**SOURCE EXTRACT**:
Shan-Lu Liu and Minghua Li, HIV Research at the Bond Life Sciences Center
Shan-Lu Liu, Bond LSC scientist and associate professor in the MU School of Medicine’s Department of Molecular Microbiology and Immunology. Courtesy Justin Kelley, University of Missouri Health System.

Shan-Lu Liu initially thought it was a mistake when a simple experiment kept failing.

But that serendipitous accident led the Bond Life Sciences Center researcher to discover how a protein prevents mature HIV from leaving a cell.

Proceedings of the National Academy of Sciences published this research online Aug. 18.

“It’s a striking phenomena caused by this particular protein,” Liu said. “The HIV is already assembled inside the cell, ready for release, but this protein surprisingly tethers this virus from being released.”

The TIM – T-cell/transmembrane immunoglobulin and mucin – family of proteins hasn’t received much attention from HIV researchers, but recent research shows the protein family plays a critical role in viral infections.  From Ebola and Dengue to Hepatitis A and HIV, these proteins aid in the entry of viruses into host cells.

But its ability to stop the virus from leaving cells remained unknown until now. Liu’s lab stumbled onto this finding in November 2011 when trying to create stable cells for a different experiment. After two months of troubleshooting the HIV lentiviral vector – where genes responsible for creating TIM-1 proteins were inserted into a cell to create a stable cell line that expresses the protein – Liu was confident the vector’s failure was not only interesting but also important.

Shan-Lu Liu and Minghua Li, HIV Research at the Bond Life Sciences Center
Minghua Li, coauthor of the study and an MU Area of Pathobiology graduate student. Courtesy Justin Kelley, University of Missouri Health System.

The lab spent the next two years trying to figure out what was happening. Minghua Li, an MU Area of Pathobiology graduate student, carried out experiments that confirmed the protein’s power to inhibit HIV-1 release from cells, reducing normal viral infection. His experiments showed TIM proteins prevent normal deployment of HIV, created by an infected cell, into the body to propagate.

TIM proteins stand erect like topiary on the outside and inside surfaces of T-cells, epithelial cells and other cells. When a virus initially approaches a cell, the top of each TIM protein binds with fats – called phosphatidylserine (PS) – covering the virus surface. This allows a virus, such as Ebola virus and Dengue virus, to enter the cell, infect and replicate, building up a population inside.

**TASK REQUIREMENTS**:
• A. Repeat the HIV research article word for word from "The TIM – T-cell/transmembrane" up to and including "but also important.".
• B. Answer these questions using the HIV research article:
(i) On what date did Proceedings of the National Academy of Sciences publish the research online?
(ii) In what month and year did Liu's lab come across the finding?
(iii) What are the fats covering the virus surface called?
• C. Pick up the HIV research article after its final sentence and carry it forward.

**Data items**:
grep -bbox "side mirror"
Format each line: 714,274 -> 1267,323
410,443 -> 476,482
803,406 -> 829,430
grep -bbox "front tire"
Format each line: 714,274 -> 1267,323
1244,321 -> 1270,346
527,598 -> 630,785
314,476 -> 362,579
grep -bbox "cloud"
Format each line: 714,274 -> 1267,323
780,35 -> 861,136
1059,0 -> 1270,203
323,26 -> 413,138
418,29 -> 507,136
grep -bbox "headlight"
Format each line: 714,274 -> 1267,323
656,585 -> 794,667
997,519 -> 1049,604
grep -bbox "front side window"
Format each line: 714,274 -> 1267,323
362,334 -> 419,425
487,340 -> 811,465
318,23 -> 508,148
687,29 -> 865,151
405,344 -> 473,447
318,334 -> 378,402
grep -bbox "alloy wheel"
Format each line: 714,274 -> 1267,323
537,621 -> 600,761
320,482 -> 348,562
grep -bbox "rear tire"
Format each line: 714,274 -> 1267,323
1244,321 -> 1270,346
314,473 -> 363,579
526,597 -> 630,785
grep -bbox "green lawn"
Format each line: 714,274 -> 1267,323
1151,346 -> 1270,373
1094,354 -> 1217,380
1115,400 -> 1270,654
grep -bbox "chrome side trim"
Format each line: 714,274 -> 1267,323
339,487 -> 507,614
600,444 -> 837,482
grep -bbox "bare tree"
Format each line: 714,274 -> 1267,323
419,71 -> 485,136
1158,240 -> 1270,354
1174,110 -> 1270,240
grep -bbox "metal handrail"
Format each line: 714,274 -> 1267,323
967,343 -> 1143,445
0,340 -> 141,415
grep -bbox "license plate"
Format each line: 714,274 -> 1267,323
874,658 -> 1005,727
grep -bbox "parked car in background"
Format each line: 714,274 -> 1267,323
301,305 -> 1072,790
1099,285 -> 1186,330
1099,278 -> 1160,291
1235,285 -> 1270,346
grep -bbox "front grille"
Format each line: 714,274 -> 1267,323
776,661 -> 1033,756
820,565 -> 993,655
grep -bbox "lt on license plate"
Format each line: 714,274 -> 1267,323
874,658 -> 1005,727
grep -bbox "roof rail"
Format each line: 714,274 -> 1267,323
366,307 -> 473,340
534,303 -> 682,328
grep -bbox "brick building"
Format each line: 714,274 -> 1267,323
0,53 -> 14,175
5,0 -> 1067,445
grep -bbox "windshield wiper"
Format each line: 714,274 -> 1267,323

**OUTPUTS BY TASK**:
• A.
The TIM – T-cell/transmembrane immunoglobulin and mucin – family of proteins hasn’t received much attention from HIV researchers, but recent research shows the protein family plays a critical role in viral infections.  From Ebola and Dengue to Hepatitis A and HIV, these proteins aid in the entry of viruses into host cells.

But its ability to stop the virus from leaving cells remained unknown until now. Liu’s lab stumbled onto this finding in November 2011 when trying to create stable cells for a different experiment. After two months of troubleshooting the HIV lentiviral vector – where genes responsible for creating TIM-1 proteins were inserted into a cell to create a stable cell line that expresses the protein – Liu was confident the vector’s failure was not only interesting but also important.

• B.
(i) Aug. 18
(ii) November 2011
(iii) Phosphatidylserine (PS)

• C.
But as the virus creates new copies of itself, the host cell’s machinery also incorporates TIM proteins into new viruses. That causes problems for HIV as it tries to leave the cell. Now these proteins cause the viruses to bind to each other, clumping together and attaching to the cell surface.

“We see this striking phenotype where the virus just accumulates on the cell surface,” said Liu, who is also an associate professor in the MU School of Medicine’s Department of Molecular Microbiology and Immunology. “We consider this an intrinsic property of cellular response to viral infection that holds the virus from release.”

This model shows the interaction between TIMs and PS among the round HIV virions, as well as that between viral producer cells. This collectively leads to accumulation of HIV virions on the plasma membrane on the outside of the cell. Courtesy Mingua Li.
This model shows the interaction between TIMs and PS among the round HIV virions, as well as that between viral producer cells. This collectively leads to accumulation of HIV virions on the plasma membrane on the outside of the cell. Courtesy Minghua Li.

Further research is needed to determine overall benefit or detriment of this curious characteristic, but this discovery provides insight into the cell-virus interaction.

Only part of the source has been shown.